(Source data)
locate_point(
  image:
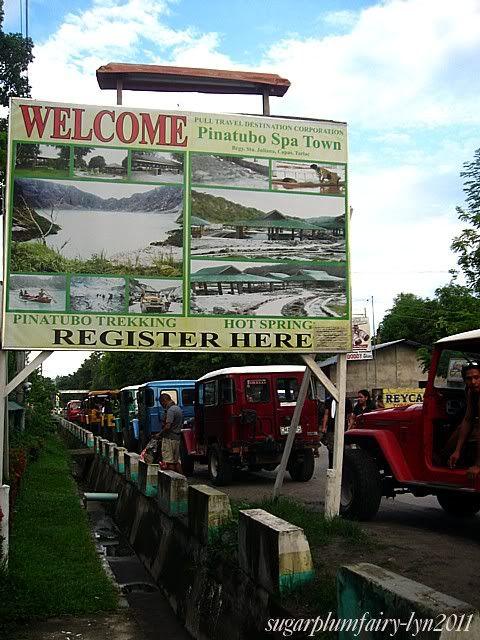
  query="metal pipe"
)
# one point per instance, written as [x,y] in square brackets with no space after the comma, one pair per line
[100,497]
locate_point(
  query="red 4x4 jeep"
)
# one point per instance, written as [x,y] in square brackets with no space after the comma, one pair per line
[394,451]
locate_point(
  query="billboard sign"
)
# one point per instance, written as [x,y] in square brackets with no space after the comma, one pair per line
[401,397]
[361,339]
[159,230]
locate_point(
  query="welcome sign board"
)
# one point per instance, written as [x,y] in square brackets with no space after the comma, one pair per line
[148,230]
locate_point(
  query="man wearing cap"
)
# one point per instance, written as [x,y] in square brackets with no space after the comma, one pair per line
[469,425]
[171,433]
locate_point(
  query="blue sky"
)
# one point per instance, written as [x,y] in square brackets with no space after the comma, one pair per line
[402,73]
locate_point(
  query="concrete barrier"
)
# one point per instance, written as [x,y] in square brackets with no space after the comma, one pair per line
[208,510]
[103,448]
[273,552]
[147,478]
[424,613]
[110,450]
[119,459]
[131,466]
[172,493]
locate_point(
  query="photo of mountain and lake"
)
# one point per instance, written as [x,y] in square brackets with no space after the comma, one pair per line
[96,227]
[258,225]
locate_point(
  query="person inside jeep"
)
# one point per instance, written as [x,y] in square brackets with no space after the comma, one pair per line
[465,439]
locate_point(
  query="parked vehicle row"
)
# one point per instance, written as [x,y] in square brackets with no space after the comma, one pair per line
[233,418]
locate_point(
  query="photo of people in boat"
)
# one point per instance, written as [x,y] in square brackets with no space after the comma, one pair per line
[152,295]
[94,293]
[37,293]
[309,177]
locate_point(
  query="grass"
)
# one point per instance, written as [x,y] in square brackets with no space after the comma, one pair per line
[37,257]
[54,569]
[44,172]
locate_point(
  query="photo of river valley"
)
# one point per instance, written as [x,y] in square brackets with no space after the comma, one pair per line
[91,227]
[267,289]
[258,225]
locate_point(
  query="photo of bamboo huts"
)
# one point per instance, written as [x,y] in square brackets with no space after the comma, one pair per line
[267,225]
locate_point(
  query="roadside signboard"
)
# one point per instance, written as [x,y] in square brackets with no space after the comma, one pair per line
[148,230]
[361,339]
[402,396]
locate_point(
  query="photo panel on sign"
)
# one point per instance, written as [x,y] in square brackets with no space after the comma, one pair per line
[229,171]
[42,160]
[271,289]
[29,292]
[155,296]
[100,163]
[157,167]
[94,294]
[121,227]
[259,225]
[309,177]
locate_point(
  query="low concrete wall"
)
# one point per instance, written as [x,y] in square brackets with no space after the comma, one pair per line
[397,607]
[215,600]
[219,598]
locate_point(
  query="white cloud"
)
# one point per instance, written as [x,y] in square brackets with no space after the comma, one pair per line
[343,18]
[395,67]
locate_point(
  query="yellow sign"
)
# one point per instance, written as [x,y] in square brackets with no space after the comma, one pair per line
[159,230]
[402,396]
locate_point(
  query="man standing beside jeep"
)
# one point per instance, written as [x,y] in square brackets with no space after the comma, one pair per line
[469,425]
[171,433]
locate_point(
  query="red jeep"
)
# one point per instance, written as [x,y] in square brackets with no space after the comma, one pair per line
[73,410]
[394,451]
[241,419]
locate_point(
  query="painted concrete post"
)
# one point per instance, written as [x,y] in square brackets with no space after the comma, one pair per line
[147,478]
[4,526]
[273,552]
[119,459]
[385,595]
[110,449]
[103,448]
[172,494]
[208,510]
[131,466]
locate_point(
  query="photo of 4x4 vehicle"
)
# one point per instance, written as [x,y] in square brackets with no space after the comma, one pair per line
[409,449]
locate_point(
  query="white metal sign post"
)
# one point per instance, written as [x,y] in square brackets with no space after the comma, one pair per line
[334,476]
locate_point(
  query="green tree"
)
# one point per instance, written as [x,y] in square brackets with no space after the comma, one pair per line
[15,56]
[467,244]
[409,319]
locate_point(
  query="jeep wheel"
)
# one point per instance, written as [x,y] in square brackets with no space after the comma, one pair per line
[188,462]
[220,469]
[462,505]
[361,486]
[301,467]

Exercise instructions: Every line of the data should be copied as it stands, without the images.

Solution for this task:
locate_point(
  image:
  query="metal pipe"
)
# one point per instance, written as [x,y] in square brackets with no space after the comma, one pair per line
[100,497]
locate_point(
  query="red 4x4 jeep"
)
# one point per instance, written as [x,y] in square brackets with no space after the comma, one pair per line
[394,451]
locate_point(
  query="billboard sign"
)
# one point per instance, written as [x,y] in square brackets with no space after the comma, one pair per line
[401,397]
[361,339]
[159,230]
locate_point(
  query="welcome sign board"
)
# one point per instance, written as [x,y] in square brackets with no space after the comma, one pair per line
[148,230]
locate_point(
  query="man wearing cap"
)
# one point per instance, written as [x,y] in square brackets with no space after the comma, one pair per line
[469,425]
[171,433]
locate_point(
  query="blue sky"
)
# one point per instance, written as [x,y] in square brackets with no space after the comma, one pair per line
[402,73]
locate_point(
  query="concrete barrier"
)
# one point per instance, written as [x,y] in square brackets with no space after the comma, one pair per line
[208,510]
[103,448]
[273,552]
[147,478]
[424,613]
[110,450]
[119,459]
[131,466]
[172,493]
locate_point(
  query="photo of mountain and lake"
)
# one point per instance, written as [x,y] in square brackets with no space after the comma, one pair per line
[96,227]
[258,225]
locate_point(
  query="person inside jeep"
)
# one point per instance, written as [x,y] in square brackets with no space after the comma, one pair per line
[465,439]
locate_point(
  query="parked vehicle row"
)
# one point per instance, written as [x,y] in square brackets with no space after the comma, one pair per line
[233,418]
locate_point(
  query="photo of people in boat"
)
# one point per instance, written as [x,y] in square brackets with no space after the comma, one pair per line
[152,295]
[94,293]
[37,293]
[309,177]
locate_point(
  query="grass"
)
# one point per instance, written as [x,y] in square brackets with no space after the comma, one pair per line
[37,257]
[54,569]
[44,172]
locate_point(
  query="photo of river valley"
)
# one point per instance, written as [x,y] in square brackets with no space after the comma, one pair per line
[91,227]
[267,289]
[258,225]
locate_point(
  query="photo of bamboo huts"
)
# one point per instance, written as [x,y] in square brackets with no space after the comma, one pair per line
[267,225]
locate_point(
  query="roadside signboard"
)
# one point per instance, written as [x,y] in square brackets with no space after the comma, one pair per line
[148,230]
[361,339]
[402,396]
locate_point(
  query="photo panel on sign"
)
# one point per instance, written as [x,y] in square brackets with no space after the comma, one pair per line
[229,171]
[42,160]
[271,289]
[29,292]
[155,296]
[100,163]
[157,167]
[94,294]
[121,227]
[259,225]
[309,177]
locate_point(
  query="low concrete wall"
)
# one point per instance, written as [x,y] in square brackets with no space after the comma, one pair per line
[397,607]
[215,600]
[219,598]
locate_point(
  query="white cloud"
)
# one point per instance, written as [x,y] in square brackets with no space after the comma, one pair per line
[343,18]
[395,67]
locate_point(
  query="yellow sign"
)
# one point per instance, written as [x,y] in square brackets with no space after the comma, one pair per line
[159,230]
[402,396]
locate_point(
  query="man standing beside jeep"
)
# one point per instance, written as [x,y] in square brackets with no space after the comma, one pair per line
[469,425]
[171,433]
locate_point(
  query="red jeep"
)
# one point per instance, written as [x,y] in square brackets with no space after the comma, one pair per line
[73,410]
[394,451]
[241,419]
locate_point(
  query="painted concrete post"
)
# one point per instance, written as [x,y] in square brackets with no space after the comma, one pair per line
[147,478]
[4,526]
[273,552]
[119,459]
[385,595]
[110,449]
[103,448]
[172,494]
[208,510]
[131,466]
locate_point(
  query="photo of 4x4 vehicle"
)
# one point per instance, written as [x,y] in square brackets with no space after the comma, one pair per line
[409,449]
locate_point(
  query="white metal sign post"
)
# one point per instance, written as [x,y] in square brackets with no space after the comma, one pair per line
[334,476]
locate_point(
  query="green tree"
)
# one point per instance, written as [x,y] in square brackets with no space after the comma, one pair per line
[15,56]
[467,244]
[409,319]
locate_point(
  query="jeep wheel"
)
# one point per instance, written as [x,y] in square brackets with no space after the comma, one pair per line
[188,462]
[220,469]
[462,505]
[361,486]
[301,467]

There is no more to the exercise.